Exercise aim
Please rewrite all of the material below, putting "enclosing box" wherever "bounding box" appears and leaving everything else as it is.

Object detection data
start
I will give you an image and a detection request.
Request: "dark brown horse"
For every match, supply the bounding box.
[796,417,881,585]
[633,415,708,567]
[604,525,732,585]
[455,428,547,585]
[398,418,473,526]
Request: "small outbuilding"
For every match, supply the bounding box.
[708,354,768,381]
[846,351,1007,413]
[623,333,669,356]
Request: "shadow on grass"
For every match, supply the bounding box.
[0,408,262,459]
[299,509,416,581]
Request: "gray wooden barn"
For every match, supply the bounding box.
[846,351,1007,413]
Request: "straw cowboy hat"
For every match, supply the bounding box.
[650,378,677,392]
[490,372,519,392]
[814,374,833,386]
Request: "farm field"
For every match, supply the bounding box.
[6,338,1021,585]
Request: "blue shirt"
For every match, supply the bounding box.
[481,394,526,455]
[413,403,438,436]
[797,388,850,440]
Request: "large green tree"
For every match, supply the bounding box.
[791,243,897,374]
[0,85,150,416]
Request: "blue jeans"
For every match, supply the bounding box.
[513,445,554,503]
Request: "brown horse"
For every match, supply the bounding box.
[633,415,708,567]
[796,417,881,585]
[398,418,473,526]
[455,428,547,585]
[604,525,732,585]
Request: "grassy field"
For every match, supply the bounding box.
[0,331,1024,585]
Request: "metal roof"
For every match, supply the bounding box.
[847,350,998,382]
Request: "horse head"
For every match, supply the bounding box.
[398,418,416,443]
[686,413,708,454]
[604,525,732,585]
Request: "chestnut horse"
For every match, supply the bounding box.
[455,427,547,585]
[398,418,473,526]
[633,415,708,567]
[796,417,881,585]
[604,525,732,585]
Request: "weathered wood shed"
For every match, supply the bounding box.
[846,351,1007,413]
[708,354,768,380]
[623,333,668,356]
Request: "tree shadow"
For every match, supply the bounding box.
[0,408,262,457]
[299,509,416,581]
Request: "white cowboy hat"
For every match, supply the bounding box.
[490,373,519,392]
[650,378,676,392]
end
Output of the task
I will give you an image and a detection request.
Request: "dark brown horse"
For every match, supply the enclosing box.
[796,417,881,585]
[633,415,708,567]
[604,525,732,585]
[455,428,547,585]
[398,418,473,526]
Request: "small outbuilding"
For every match, supply the enclosing box.
[708,354,768,381]
[846,351,1007,413]
[623,333,669,356]
Request: "shadow on grass"
For every match, supply the enclosing box.
[0,408,262,459]
[299,509,416,581]
Request: "gray wooden barn"
For every match, supply the enclosing box.
[846,351,1007,413]
Request: "straw cowboy hat"
For every match, supply the enclosing box.
[650,378,677,392]
[490,372,519,392]
[814,374,833,386]
Request: "farm field"
For every match, supply the enclosing box.
[6,338,1021,585]
Request: "blue shirt"
For every match, supply the enclosing box.
[481,394,526,455]
[413,403,438,436]
[797,388,850,440]
Request: "large green tree"
For every match, supply the enclosing box.
[791,243,897,374]
[0,85,150,416]
Request: "blue jeans"
For every match, supply the enclosing box.
[513,445,554,503]
Request: "brown horse"
For every match, supply the enclosing box.
[633,415,708,567]
[796,417,881,585]
[398,418,473,526]
[455,428,547,585]
[604,525,732,585]
Request: "grassy field"
For every match, supply the enclosing box.
[0,331,1024,585]
Request: "metal roof"
For every match, supply the enclosing box.
[847,350,998,382]
Request: "horse head"
For every match, supply the enclosing box.
[398,418,416,443]
[686,413,708,454]
[604,525,732,585]
Request: "chestnut horse"
For every match, supply the enclosing box.
[455,427,547,585]
[398,418,473,526]
[633,415,708,567]
[796,417,881,585]
[604,525,732,585]
Request: "weathered wood shed"
For every match, supply the enclosing box.
[846,351,1007,413]
[708,354,768,380]
[623,333,668,356]
Request: "tree shadow"
For every match, supply the enclosing box.
[0,408,262,457]
[299,509,416,581]
Request: "white cowboy hat"
For every match, supply the enclosing box.
[490,373,519,392]
[650,378,676,392]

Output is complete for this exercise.